◆ **What to produce**:
Reproduce every line of the records, requests included, from the start through the line holding "[(616, 344), (295, 386)]", inclusive. Add 13 to each coordinate in the answers, and leave the coordinates in the requests and their layout samples as they are.

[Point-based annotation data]
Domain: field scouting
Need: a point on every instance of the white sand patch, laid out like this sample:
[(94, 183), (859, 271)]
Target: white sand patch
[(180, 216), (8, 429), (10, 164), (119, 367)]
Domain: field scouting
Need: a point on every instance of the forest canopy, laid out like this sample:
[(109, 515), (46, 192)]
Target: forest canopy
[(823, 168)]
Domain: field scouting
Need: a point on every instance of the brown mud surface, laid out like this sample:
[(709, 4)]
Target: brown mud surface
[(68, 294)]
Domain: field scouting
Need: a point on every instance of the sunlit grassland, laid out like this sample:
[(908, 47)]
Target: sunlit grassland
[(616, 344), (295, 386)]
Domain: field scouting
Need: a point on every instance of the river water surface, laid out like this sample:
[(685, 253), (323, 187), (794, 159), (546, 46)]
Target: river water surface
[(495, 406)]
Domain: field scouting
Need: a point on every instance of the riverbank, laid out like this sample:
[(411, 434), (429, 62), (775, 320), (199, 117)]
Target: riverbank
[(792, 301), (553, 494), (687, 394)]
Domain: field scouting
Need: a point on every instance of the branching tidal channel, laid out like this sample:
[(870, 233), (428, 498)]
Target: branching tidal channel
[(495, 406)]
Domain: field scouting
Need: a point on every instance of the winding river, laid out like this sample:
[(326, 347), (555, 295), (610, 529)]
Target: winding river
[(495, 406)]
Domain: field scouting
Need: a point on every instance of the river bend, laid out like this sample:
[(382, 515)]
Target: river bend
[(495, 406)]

◆ **Written response**:
Domain: field scouting
Need: a point on every instance of the white sand patch, laid out like this sample:
[(94, 183), (859, 271)]
Target: white sand patch
[(193, 229), (21, 442), (23, 177), (132, 380)]
Domain: field scouting
Need: a point on every instance of the forest canopy, laid out like this sample:
[(109, 515), (46, 192)]
Target: forest canopy
[(836, 181)]
Domain: field scouting
Need: a point on every instance of the brown mud surface, laid out like this sample:
[(709, 4)]
Target: brown mud surface
[(81, 307)]
Domain: field scouting
Need: a point on every instance of the sunlit grassland, laid out like this sample:
[(908, 47)]
Target: sunlit grassland
[(629, 357), (308, 399)]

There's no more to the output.